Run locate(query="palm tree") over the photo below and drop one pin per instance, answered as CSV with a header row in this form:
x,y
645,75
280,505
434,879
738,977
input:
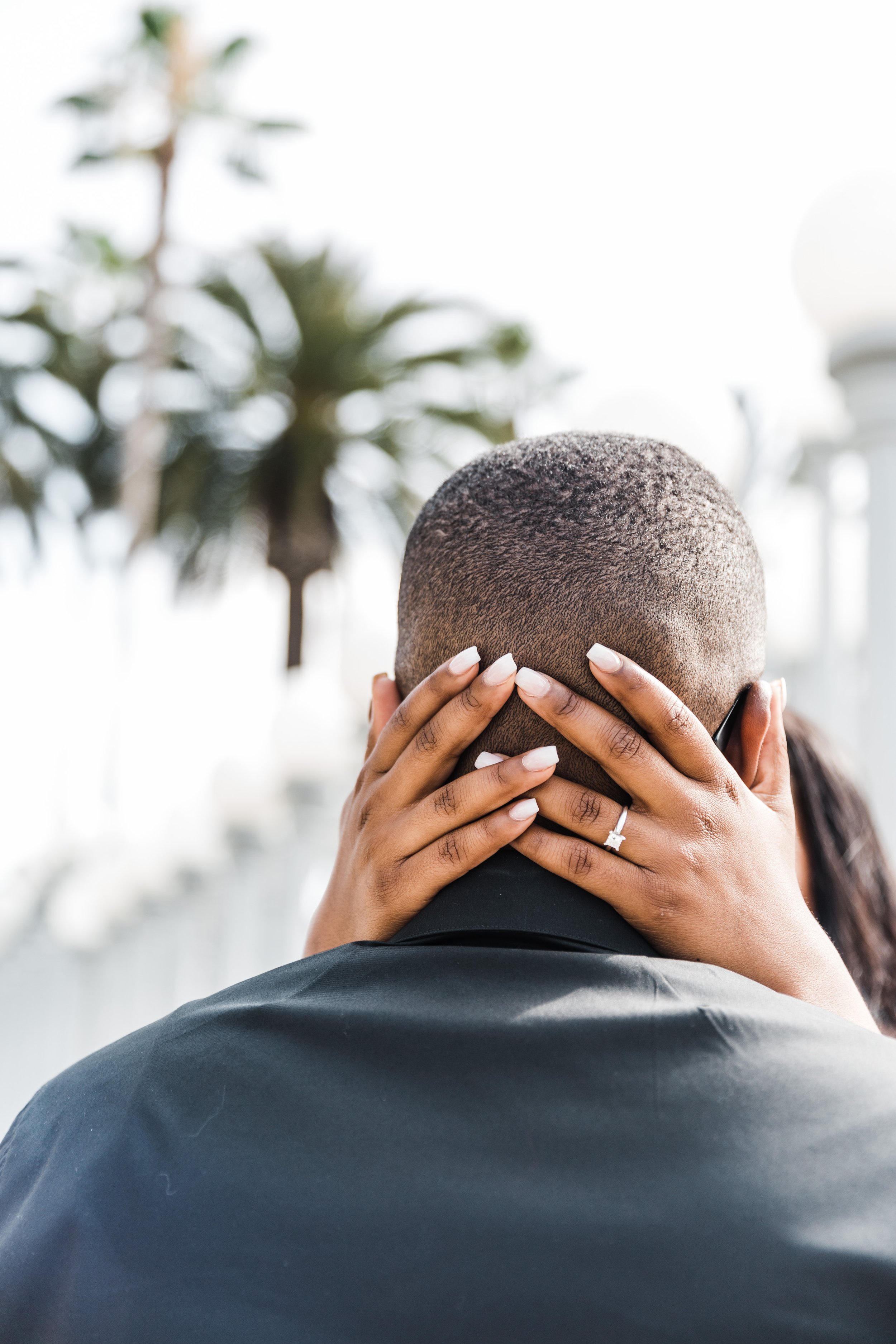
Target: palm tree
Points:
x,y
163,72
241,405
275,456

####################

[Work to do] Reproduce every record above word for word, leaving out the pictures.

[Complete answer]
Run locate(query="palm tree") over the photo below and drop one pin per instance, answered as CSV with a header row in this form:
x,y
645,75
280,505
434,879
738,977
input:
Target: palm tree
Points:
x,y
163,72
241,405
275,456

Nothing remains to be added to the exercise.